- **Dataset items**:
⟨

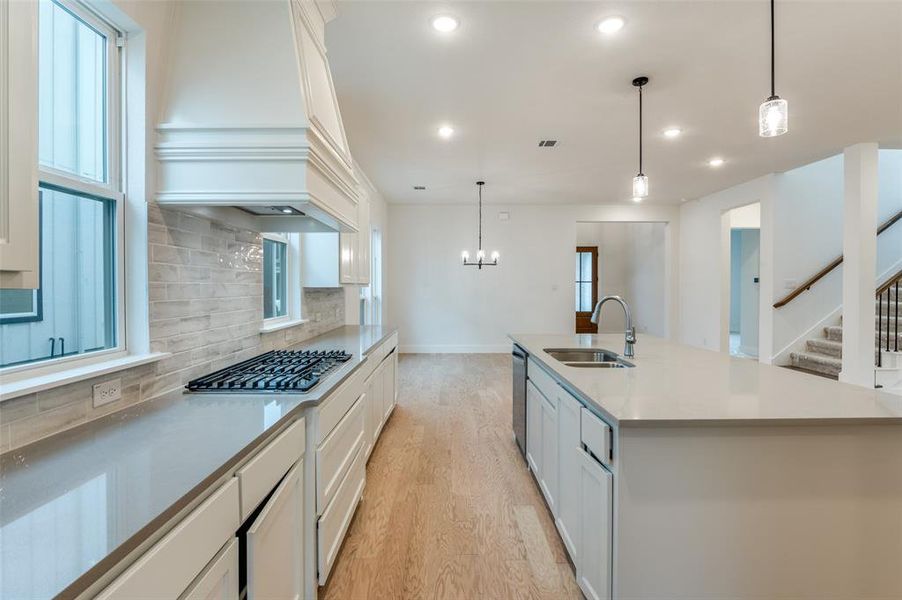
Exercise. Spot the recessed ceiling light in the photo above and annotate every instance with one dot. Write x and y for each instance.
(610, 25)
(445, 23)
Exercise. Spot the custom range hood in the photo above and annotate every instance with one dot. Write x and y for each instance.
(250, 119)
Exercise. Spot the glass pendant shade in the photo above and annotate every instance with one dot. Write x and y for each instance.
(773, 117)
(640, 186)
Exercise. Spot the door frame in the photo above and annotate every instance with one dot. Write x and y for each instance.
(582, 323)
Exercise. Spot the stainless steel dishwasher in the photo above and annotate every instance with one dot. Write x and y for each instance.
(519, 397)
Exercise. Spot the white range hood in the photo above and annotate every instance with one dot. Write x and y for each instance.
(250, 119)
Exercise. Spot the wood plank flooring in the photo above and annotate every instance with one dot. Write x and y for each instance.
(449, 509)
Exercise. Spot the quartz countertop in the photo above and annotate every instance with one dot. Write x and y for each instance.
(74, 504)
(676, 384)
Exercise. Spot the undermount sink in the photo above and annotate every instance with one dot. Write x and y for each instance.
(588, 357)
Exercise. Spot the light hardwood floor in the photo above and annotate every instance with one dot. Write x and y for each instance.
(449, 509)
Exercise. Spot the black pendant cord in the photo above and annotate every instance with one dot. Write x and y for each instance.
(640, 130)
(479, 187)
(773, 87)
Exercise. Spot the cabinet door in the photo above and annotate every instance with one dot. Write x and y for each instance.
(593, 571)
(388, 385)
(275, 542)
(19, 223)
(376, 402)
(549, 478)
(534, 429)
(568, 472)
(219, 581)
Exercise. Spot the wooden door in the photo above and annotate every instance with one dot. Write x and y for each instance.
(586, 287)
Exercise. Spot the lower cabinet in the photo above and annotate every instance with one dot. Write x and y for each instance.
(219, 581)
(169, 567)
(275, 542)
(548, 478)
(568, 472)
(334, 522)
(533, 428)
(593, 569)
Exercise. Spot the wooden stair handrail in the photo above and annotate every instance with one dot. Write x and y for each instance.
(890, 282)
(836, 262)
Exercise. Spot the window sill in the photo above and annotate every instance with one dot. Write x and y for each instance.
(279, 325)
(14, 387)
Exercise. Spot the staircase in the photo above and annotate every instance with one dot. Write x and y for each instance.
(823, 355)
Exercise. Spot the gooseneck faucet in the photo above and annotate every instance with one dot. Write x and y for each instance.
(630, 330)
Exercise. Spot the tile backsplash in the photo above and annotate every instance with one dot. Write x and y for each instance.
(206, 309)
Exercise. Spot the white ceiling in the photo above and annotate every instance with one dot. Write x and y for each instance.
(517, 72)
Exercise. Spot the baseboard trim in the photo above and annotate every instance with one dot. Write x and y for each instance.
(454, 349)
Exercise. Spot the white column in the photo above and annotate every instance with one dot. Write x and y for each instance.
(859, 263)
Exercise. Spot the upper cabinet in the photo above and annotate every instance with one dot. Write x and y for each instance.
(19, 234)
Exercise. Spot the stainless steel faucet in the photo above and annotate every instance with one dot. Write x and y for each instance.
(630, 330)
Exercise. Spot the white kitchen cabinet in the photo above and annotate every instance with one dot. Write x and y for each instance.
(568, 438)
(219, 581)
(388, 384)
(534, 428)
(593, 569)
(168, 568)
(275, 542)
(19, 222)
(376, 400)
(548, 480)
(320, 262)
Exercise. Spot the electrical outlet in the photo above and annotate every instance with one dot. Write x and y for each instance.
(108, 391)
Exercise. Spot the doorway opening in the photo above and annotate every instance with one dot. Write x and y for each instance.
(744, 285)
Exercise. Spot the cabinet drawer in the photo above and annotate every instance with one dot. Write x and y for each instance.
(219, 581)
(541, 379)
(334, 522)
(337, 405)
(261, 474)
(170, 566)
(335, 455)
(596, 435)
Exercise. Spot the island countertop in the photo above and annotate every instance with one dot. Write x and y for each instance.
(673, 384)
(74, 504)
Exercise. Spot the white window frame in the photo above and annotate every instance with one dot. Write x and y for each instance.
(111, 190)
(292, 316)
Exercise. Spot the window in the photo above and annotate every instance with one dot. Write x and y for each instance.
(585, 280)
(76, 311)
(275, 276)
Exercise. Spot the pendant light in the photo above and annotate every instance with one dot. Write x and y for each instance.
(640, 181)
(480, 253)
(773, 114)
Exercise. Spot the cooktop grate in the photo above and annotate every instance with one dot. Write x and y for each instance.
(274, 371)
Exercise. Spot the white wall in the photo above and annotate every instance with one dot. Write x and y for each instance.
(631, 263)
(801, 232)
(441, 306)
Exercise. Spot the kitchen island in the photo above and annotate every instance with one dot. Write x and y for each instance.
(715, 477)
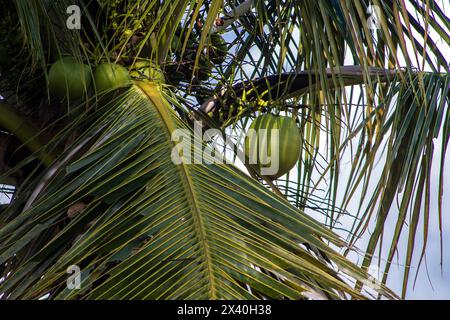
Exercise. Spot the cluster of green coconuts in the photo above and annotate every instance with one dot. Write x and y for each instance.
(70, 79)
(287, 145)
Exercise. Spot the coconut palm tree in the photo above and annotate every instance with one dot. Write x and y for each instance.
(96, 193)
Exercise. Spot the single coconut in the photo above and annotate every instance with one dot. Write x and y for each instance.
(109, 76)
(285, 146)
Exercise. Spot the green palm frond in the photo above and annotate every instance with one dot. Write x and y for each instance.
(377, 96)
(154, 229)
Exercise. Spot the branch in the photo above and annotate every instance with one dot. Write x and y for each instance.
(227, 20)
(293, 84)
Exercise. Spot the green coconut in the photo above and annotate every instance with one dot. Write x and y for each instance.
(287, 146)
(219, 49)
(109, 76)
(147, 70)
(69, 79)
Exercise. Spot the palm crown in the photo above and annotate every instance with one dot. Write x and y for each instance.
(94, 181)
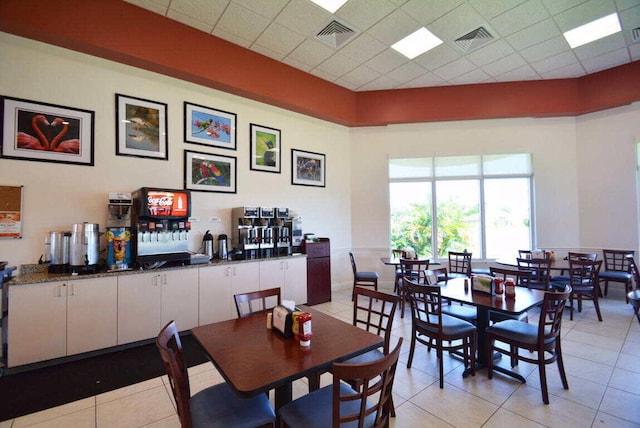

⟩

- **Assigned task**:
Once the pictures are dropped, repeat the data above exactly.

- **Response below**:
Exercise. Spot the recessed ceiling light in the photo above and annotate every instance with one dot. Write x and y for each instance.
(610, 25)
(445, 23)
Exercise. Spot the custom range hood in the photo above and annotate every instance with one dot. Write x and y for each instance.
(250, 119)
Exercise. Spot the glass pendant shade in the photo above and annotate every instance with one dot. Write x and y for each instance.
(773, 117)
(640, 186)
Exercise. Spot the door frame in the photo above and annotate every instance with one dot. Write x and y for each instance.
(582, 323)
Exercise. Spot the stainless steel dishwasher in the photo above and annotate every instance with one dot. Write x and y for each instance.
(519, 397)
Exercise. Spot the white range hood in the photo above and annotate every instance with one dot. Write x and y for each instance.
(250, 119)
Exercise. Spot the wood plank flooring in the photo above and annotate every instance with one dot. Write x and y for each instance.
(449, 509)
Exercise. Spot the quartz countertop in the photo above and annotate every instance with one dot. Write x and y for each instance.
(74, 504)
(676, 384)
Exercise. Spot the undermount sink in the photo above and annotate every instance with one dot. Write x and y for each instance.
(588, 357)
Exercise. Spot the light hardwood floor in the photo above and annotate every instance with one dot. Write x and y for each instance.
(449, 509)
Exercise. Spot the black pendant cord in the photo above and annotate every instance with one dot. Write x and y for each instance.
(640, 130)
(479, 187)
(773, 87)
Exercise. Spot the cabinet door in the photo above and annotate every instance with one dot. Write x and y for each instance.
(593, 571)
(388, 385)
(275, 542)
(19, 223)
(376, 402)
(549, 478)
(534, 429)
(568, 472)
(219, 581)
Exercise. Spot the wooden door in the photo above and annotate every instance with one dot. Write x and y for each instance.
(586, 287)
Exercise. Spot the lower cabinet in the photo above and annotate every instance with one dot. Write x and y for each instance.
(219, 581)
(169, 567)
(275, 542)
(548, 478)
(568, 472)
(334, 522)
(533, 428)
(593, 569)
Exercise. Spot the wooden stair handrail in the photo above and annotate every instance with one dot. Write x and y for each instance.
(890, 282)
(836, 262)
Exercise. Spot the window sill in the photo above and annotate every instance with one dot. Write x and y for each instance.
(279, 325)
(14, 387)
Exercise. Spot the staircase in the photo above and annotate every instance with one dot. Write x and y for each instance.
(823, 355)
Exercise. Spot the gooseneck faucet in the photo above and annotate every instance with one dot. Write x and y for each instance.
(630, 330)
Exercise. Spot the tile backsplash in the photo above and annotate every instance with one dot. Write x and y for each instance.
(206, 309)
Exercise. Spot the white ceiling in the photo above and annotate every instance with one dot. Write x and y for each instance.
(517, 72)
Exercise. Spot the baseboard trim in the photo above and annotate every instance with one dot. Write x and y for each instance.
(454, 349)
Exercise. Spot the white column in the photo above and annotate every instance with one dot. Write x and y for each instance.
(859, 263)
Exercise. Spot the upper cabinet in the photo above and annotate every instance with one dot. Write x and y for each instance.
(19, 234)
Exercise. Spot the stainless steel faucet in the photo above and annotate every instance with one dot. Write x and y for each instance.
(630, 330)
Exercise. Spot the white kitchen cabinet in the photo above and annotate every instance with one dot. Write x and y for each instance.
(568, 438)
(219, 581)
(388, 384)
(534, 428)
(593, 569)
(168, 568)
(275, 542)
(19, 222)
(376, 400)
(548, 480)
(320, 262)
Exercise. Spot the electrical outlet in the photo above and annotate every instance with one dot. Write x and y for each instance.
(108, 391)
Exercise. Spot the doorway opening in the photo above and annotate every instance with one dot. Write x and y for each instance.
(744, 285)
Exercise. Spot the cabinet drawer in the photo above and annotate every instance with one dot. Write x and y for each instance.
(219, 581)
(541, 379)
(334, 522)
(337, 405)
(261, 474)
(170, 566)
(335, 455)
(596, 435)
Exercise. Spot the island countertop in the photo above and annotate every instance with one dot. Write x and y for each instance.
(673, 384)
(74, 504)
Exercise. Spot the white window frame in the photo above and annotate every instance with one dot. Write x and y for each instance.
(111, 190)
(292, 316)
Exercise. Spot the window in the photo above and annotate every instance with one dot. Write x and y for each instance.
(585, 280)
(76, 311)
(275, 276)
Exercise. Spot the pendant light in the photo above and annotate every instance with one dot. Write x and y for each instance.
(640, 181)
(480, 253)
(773, 114)
Exercise. Spot the cooktop grate in the photo above and annotate every instance with one dot. Write x and y for each instance.
(274, 371)
Exercise. Spot the white wall in the photo above and annotate every instance with one dot. Write x and y for each instance.
(631, 263)
(801, 232)
(441, 306)
Exercise. Spot the kitchen island in the photo above and annotate every instance with one dot. Write x and y for each instance.
(715, 477)
Exercise. Spot the cluster of green coconuts in the photo above and annotate every instance with one dot. Write x and y for each instance.
(70, 79)
(287, 145)
Exercise. Spot the coconut palm tree in the photo above and annotate every instance with one dot. Write x and y for each instance.
(96, 193)
Exercise. Spot the single coconut in the photo above and annotate every instance with one dot. Write x and y for each instance.
(109, 76)
(285, 146)
Exercise. Spot the green palm frond in the photo above and annotate every instance with one dot. Write x and y for each instance.
(377, 96)
(154, 229)
Exercise. Spot the branch in the photo above and annotate every instance with one dot. Write x and y for each instance.
(227, 20)
(293, 84)
Exercise. Spot the green coconut in the photo above and annotate every instance with one dot. Write x and y for each instance.
(287, 146)
(219, 49)
(109, 76)
(147, 70)
(69, 79)
Exercise. Spot the palm crown in the photo above and annotate every instance with one dot. Write x and y for each instance.
(94, 181)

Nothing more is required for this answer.